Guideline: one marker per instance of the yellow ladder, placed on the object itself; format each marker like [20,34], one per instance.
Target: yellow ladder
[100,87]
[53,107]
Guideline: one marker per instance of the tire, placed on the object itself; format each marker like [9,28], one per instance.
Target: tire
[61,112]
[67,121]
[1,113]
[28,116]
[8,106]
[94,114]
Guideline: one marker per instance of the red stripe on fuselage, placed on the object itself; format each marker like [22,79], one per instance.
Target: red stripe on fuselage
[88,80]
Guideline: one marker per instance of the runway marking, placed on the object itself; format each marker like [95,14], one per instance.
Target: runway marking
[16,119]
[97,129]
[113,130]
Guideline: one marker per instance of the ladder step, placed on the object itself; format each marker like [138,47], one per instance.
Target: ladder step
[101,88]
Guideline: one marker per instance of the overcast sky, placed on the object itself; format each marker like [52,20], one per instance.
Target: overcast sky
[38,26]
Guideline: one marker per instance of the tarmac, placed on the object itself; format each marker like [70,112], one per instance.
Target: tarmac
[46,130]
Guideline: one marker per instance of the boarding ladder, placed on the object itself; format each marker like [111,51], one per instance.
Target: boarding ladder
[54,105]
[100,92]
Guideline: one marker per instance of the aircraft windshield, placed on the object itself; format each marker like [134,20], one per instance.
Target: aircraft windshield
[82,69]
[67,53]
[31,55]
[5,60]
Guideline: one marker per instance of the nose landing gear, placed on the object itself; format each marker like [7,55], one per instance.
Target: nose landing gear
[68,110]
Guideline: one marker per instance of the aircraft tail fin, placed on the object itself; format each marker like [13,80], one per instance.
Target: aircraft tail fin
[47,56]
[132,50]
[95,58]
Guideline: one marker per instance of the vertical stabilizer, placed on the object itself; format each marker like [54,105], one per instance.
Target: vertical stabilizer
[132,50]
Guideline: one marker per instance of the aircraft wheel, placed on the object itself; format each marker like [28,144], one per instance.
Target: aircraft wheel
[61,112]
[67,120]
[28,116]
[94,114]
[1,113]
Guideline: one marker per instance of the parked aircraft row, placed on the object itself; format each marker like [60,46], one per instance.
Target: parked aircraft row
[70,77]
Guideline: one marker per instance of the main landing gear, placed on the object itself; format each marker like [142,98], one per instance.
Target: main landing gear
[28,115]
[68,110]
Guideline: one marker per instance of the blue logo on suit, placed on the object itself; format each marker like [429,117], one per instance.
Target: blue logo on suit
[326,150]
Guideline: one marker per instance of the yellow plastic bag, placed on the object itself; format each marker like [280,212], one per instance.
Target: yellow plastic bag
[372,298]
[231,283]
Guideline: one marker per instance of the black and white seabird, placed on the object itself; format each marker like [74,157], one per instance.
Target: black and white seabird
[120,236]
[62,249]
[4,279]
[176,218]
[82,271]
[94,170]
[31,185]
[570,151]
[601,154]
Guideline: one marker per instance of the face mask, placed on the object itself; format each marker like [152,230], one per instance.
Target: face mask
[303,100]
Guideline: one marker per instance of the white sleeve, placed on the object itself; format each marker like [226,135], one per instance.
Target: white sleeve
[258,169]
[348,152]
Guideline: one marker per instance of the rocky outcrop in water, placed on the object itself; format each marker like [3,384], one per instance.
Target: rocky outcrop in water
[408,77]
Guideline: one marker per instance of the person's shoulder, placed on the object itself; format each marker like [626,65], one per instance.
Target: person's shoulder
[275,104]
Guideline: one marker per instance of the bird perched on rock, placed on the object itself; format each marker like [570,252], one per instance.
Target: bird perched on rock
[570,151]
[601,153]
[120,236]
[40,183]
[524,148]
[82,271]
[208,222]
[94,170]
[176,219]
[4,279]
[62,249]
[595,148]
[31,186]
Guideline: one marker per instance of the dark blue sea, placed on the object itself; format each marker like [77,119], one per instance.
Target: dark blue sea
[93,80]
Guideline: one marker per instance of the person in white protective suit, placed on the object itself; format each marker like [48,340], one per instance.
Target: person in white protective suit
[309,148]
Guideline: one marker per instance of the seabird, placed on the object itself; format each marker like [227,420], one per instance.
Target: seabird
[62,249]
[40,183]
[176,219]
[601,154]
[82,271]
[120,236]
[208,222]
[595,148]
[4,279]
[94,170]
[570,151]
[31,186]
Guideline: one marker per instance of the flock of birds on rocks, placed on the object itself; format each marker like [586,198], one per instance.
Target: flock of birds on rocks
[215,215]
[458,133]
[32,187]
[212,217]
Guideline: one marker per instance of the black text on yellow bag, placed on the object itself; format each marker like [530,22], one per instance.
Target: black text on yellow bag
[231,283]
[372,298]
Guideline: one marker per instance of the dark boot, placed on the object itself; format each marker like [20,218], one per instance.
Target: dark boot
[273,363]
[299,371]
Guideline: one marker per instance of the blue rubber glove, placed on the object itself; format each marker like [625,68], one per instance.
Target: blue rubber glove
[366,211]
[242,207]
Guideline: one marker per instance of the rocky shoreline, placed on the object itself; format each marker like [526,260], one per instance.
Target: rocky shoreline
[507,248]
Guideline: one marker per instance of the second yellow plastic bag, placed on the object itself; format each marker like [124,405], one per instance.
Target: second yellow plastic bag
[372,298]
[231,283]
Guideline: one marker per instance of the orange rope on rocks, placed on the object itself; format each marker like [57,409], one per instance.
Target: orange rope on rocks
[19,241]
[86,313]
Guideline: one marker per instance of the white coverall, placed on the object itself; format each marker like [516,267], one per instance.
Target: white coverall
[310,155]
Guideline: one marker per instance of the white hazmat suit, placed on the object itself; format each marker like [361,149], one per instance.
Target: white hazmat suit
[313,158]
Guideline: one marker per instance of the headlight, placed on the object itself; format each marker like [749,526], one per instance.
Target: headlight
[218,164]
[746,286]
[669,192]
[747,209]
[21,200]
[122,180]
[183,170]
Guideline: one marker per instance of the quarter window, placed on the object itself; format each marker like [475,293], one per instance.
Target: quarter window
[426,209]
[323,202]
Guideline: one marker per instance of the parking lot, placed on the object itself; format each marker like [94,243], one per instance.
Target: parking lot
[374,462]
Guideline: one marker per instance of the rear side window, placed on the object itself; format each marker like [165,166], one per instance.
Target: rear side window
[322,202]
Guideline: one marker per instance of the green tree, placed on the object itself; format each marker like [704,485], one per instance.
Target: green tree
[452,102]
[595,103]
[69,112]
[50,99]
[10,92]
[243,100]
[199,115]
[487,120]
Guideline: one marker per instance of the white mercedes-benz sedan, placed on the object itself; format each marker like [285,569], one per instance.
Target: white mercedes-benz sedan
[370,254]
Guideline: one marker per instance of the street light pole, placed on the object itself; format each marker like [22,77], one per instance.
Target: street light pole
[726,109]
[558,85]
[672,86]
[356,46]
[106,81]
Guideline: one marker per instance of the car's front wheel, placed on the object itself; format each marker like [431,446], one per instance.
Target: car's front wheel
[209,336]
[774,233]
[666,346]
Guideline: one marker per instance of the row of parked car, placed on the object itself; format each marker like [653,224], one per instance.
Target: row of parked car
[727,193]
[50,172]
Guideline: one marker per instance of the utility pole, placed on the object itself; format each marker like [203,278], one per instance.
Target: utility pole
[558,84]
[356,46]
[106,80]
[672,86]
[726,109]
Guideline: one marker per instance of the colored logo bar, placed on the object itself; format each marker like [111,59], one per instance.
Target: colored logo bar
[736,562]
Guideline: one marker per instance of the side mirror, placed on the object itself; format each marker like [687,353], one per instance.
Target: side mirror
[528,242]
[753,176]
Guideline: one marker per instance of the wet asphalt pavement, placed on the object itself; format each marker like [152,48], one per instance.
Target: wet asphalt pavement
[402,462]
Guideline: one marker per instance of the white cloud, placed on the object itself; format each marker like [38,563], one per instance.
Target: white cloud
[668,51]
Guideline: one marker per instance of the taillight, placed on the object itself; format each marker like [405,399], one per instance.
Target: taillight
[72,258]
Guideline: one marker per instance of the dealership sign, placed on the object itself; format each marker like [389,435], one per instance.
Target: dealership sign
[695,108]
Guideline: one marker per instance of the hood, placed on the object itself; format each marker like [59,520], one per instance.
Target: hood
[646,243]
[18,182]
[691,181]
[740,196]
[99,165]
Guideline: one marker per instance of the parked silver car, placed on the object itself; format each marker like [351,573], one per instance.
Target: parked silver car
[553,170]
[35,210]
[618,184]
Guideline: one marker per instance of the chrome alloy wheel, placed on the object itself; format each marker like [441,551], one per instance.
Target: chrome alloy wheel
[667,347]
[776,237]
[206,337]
---------------
◆ **Work to be completed**
Begin at the line that has "Guideline: one marker per instance of the person in" in the entries above; stop after the line that has "Guideline: one marker per instance of the headlight, placed". Transcribe exactly those lines and no others.

◆ **Solution to this exercise**
Guideline: one marker per instance of the person in white protective suit, placed on the object itself; format each marker like [48,340], one per instance.
Target: person in white protective suit
[309,148]
Guideline: one marker per instance of the seabird, placed on the object itself; format each marker like [227,420], one per instance.
Target: seabird
[62,249]
[40,183]
[176,219]
[601,154]
[82,271]
[120,236]
[208,222]
[595,148]
[4,279]
[94,170]
[570,151]
[31,186]
Guideline: one marker per instance of the flock of birds on rocks, placed on the object itself; format each marker like [586,198], one per instance.
Target: flock of birds on rocks
[215,215]
[458,133]
[32,187]
[212,217]
Guideline: one marker per instance of the black text on yellow bag, placed on the object itself; format each marker like [530,22], one per instance.
Target: black text on yellow bag
[231,283]
[372,298]
Guideline: one marker per instance of the dark boot, placed on the object itself; format each marker like [20,218], one per instance.
Target: dark boot
[273,363]
[299,371]
Guideline: one marker per instance of the blue rubber glove, placed on the object itself; format each marker like [625,68], one per instance.
Target: blue rubber glove
[366,211]
[242,207]
Guideline: one marker per instance of the rocky shoreline, placed on the object itself; format each marker like [526,260], one per instance.
Target: rocky shoreline
[507,248]
Guideline: one marker per instance of the second yellow plastic bag, placed on the object itself; format each marker like [124,405], one per instance.
Target: second yellow plastic bag
[372,298]
[231,283]
Guideline: one marker per instance of the orange rope on rocks, placed on the object itself; format each marker like [57,409], one per instance.
Target: orange rope on rocks
[19,241]
[86,313]
Guideline: one marker per instance of the white coverall, placed on the object itself; format each marker like [516,267], one per instance.
Target: white coverall
[310,155]
Guideline: one marker per instance of the white hazmat suit, placed on the object itself; format each marker like [361,149], one per instance.
Target: white hazmat suit
[313,158]
Guideline: one marker per instance of the headlight, placed on the object itself; format each marker like [749,526], one per instance.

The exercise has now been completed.